Off-targeting remains a central challenge in the application of RNAi knockdown experiments utilizing si- or shRNAs. Especially if it comes to screening in medium- to large scales off-targeting increases cost and efforts by reducing validation rates. Off-targeting means that the used RNAi mediator silences other transcripts in addition to the intended one in a sequence dependent manner. Consequently, observed phenotypes can be due to the knockdown of the intended target, the unintended silenced transcripts or to a combination of both.
Some improvements to increase the specificity of siRNAs have been achieved, e.g. by avoiding the 3’-untranslated regions or seed-region homologies. But a design algorithm that can faithfully predict and prevent off-target effects is presently not available.

**Questions to answer**.
A) For the passage on RNAi off-targeting, mark each statement yes or no, and quote the exact words that decide it. (i) Off-targeting makes larger screens more costly. (ii) There is currently a design algorithm that reliably predicts and prevents off-target effects. (iii) Avoiding the 3’-untranslated regions is one way siRNA specificity has been improved.
B) Carry on the passage on RNAi off-targeting, starting right after its last sentence.
You can leave the entries after this alone; they aren't needed.

**Recorded data**.
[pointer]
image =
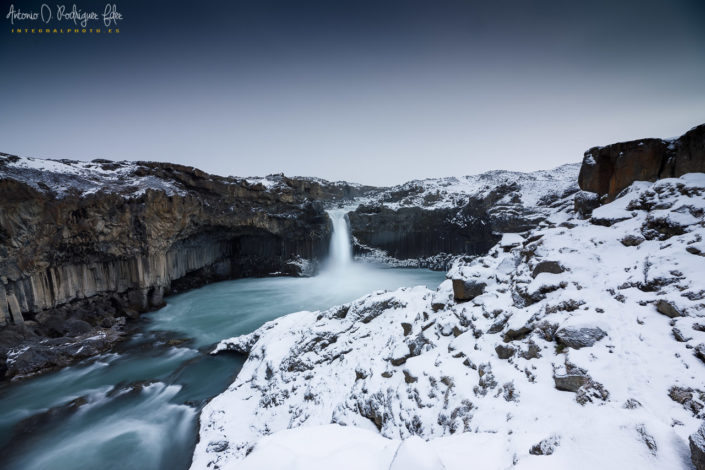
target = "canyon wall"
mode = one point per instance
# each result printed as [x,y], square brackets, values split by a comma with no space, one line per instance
[610,169]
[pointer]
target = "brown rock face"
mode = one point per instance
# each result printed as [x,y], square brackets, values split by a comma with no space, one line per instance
[610,169]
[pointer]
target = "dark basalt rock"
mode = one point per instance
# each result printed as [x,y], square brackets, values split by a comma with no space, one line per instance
[413,232]
[578,338]
[552,267]
[71,264]
[464,290]
[697,448]
[668,308]
[585,202]
[610,169]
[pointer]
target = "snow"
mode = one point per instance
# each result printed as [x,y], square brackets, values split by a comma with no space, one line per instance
[352,386]
[64,177]
[435,193]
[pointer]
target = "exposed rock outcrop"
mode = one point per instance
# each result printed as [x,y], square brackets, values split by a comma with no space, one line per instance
[83,244]
[610,169]
[697,448]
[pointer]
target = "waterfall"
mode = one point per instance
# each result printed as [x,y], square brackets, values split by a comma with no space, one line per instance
[340,244]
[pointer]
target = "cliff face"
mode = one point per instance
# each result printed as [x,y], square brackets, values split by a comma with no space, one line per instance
[86,245]
[610,169]
[83,245]
[458,216]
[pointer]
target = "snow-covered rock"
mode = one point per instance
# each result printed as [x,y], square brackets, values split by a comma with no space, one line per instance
[415,362]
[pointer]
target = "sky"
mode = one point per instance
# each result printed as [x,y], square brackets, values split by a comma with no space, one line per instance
[375,92]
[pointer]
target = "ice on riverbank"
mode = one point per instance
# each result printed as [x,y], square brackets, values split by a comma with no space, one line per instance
[578,348]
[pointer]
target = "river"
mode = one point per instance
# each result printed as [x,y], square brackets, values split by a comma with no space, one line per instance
[137,406]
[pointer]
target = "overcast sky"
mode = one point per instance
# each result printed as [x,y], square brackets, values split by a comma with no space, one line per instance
[367,91]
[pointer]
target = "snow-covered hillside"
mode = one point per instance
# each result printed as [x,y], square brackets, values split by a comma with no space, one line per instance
[533,189]
[579,344]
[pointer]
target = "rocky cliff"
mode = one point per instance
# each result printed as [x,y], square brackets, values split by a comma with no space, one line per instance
[457,215]
[84,245]
[609,170]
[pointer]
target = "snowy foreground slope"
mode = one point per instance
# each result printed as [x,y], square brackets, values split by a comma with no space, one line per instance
[578,345]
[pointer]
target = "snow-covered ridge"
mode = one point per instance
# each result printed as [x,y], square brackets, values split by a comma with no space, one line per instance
[129,178]
[132,179]
[580,344]
[451,192]
[64,177]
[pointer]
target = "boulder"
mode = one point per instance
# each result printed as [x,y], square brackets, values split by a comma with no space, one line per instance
[577,338]
[504,352]
[552,267]
[632,240]
[585,202]
[668,309]
[464,290]
[546,446]
[697,448]
[700,351]
[609,170]
[570,382]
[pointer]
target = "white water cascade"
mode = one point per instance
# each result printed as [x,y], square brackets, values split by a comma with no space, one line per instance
[340,255]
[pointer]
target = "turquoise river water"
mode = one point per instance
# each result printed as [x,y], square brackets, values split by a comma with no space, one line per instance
[137,407]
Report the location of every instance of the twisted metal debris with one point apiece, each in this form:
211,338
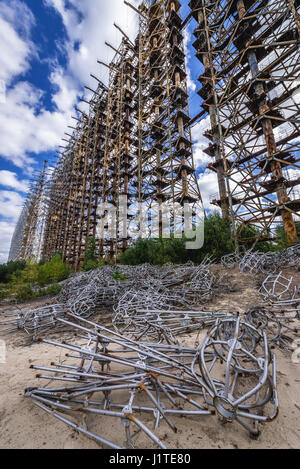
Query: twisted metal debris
239,352
159,325
123,288
267,263
112,377
280,326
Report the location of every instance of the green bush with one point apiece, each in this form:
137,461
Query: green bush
53,271
90,265
25,293
8,270
52,290
217,243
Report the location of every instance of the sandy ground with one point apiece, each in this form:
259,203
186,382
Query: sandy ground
24,426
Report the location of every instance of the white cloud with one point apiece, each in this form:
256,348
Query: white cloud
208,183
16,21
6,231
25,126
10,179
200,143
23,129
89,24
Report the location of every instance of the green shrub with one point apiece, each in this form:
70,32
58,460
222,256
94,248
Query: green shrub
217,243
53,271
8,270
25,293
90,265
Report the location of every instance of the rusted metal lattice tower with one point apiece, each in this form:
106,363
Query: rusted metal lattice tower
28,236
250,86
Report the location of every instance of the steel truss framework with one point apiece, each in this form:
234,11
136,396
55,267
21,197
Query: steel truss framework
28,237
135,140
250,56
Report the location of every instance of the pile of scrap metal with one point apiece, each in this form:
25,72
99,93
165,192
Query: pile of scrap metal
280,290
267,263
162,325
123,289
115,381
281,326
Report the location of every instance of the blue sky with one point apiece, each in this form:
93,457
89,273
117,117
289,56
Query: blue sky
48,50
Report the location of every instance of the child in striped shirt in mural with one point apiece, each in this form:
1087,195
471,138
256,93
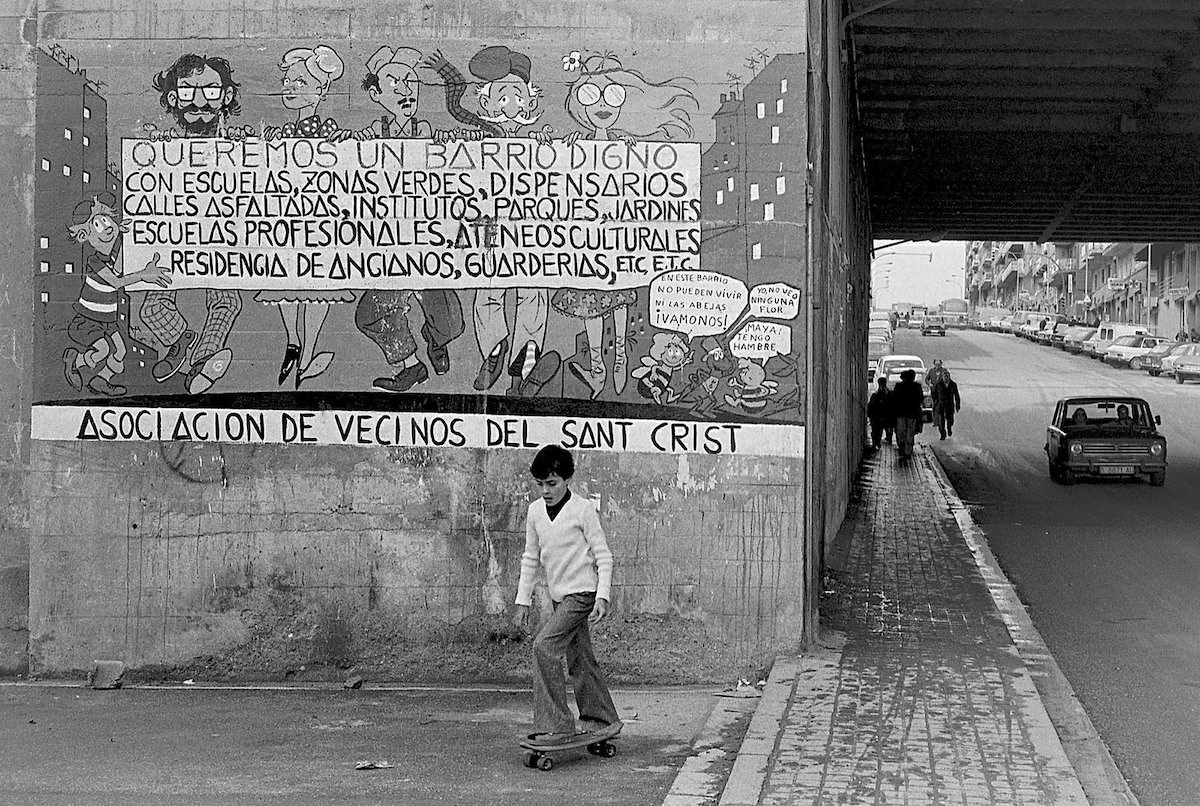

**Answers given**.
A)
(i) Yes: "Especially if it comes to screening in medium- to large scales off-targeting increases cost and efforts by reducing validation rates."
(ii) No: "But a design algorithm that can faithfully predict and prevent off-target effects is presently not available."
(iii) Yes: "Some improvements to increase the specificity of siRNAs have been achieved, e.g. by avoiding the 3’-untranslated regions or seed-region homologies."

B)
In contrast, esiRNA are inherently target-specific due to the complex mixture of many different siRNAs. Pooling of many siRNAs that all share their on-target gene is known to increase specificity because all siRNAs in the pool differ by their sequence-dependent off-target signatures. As a consequence, all individual siRNAs add to the overall silencing of the target, while off-target effects are diluted out (figure 2a). A quantitative correlation between pool complexity and specificity can be seen as well. Measuring the number of off-target transcripts by microarray after transfection of increasingly complex pools of siRNAs conclusively shows this quantitative relationship (figure 2b and 2c).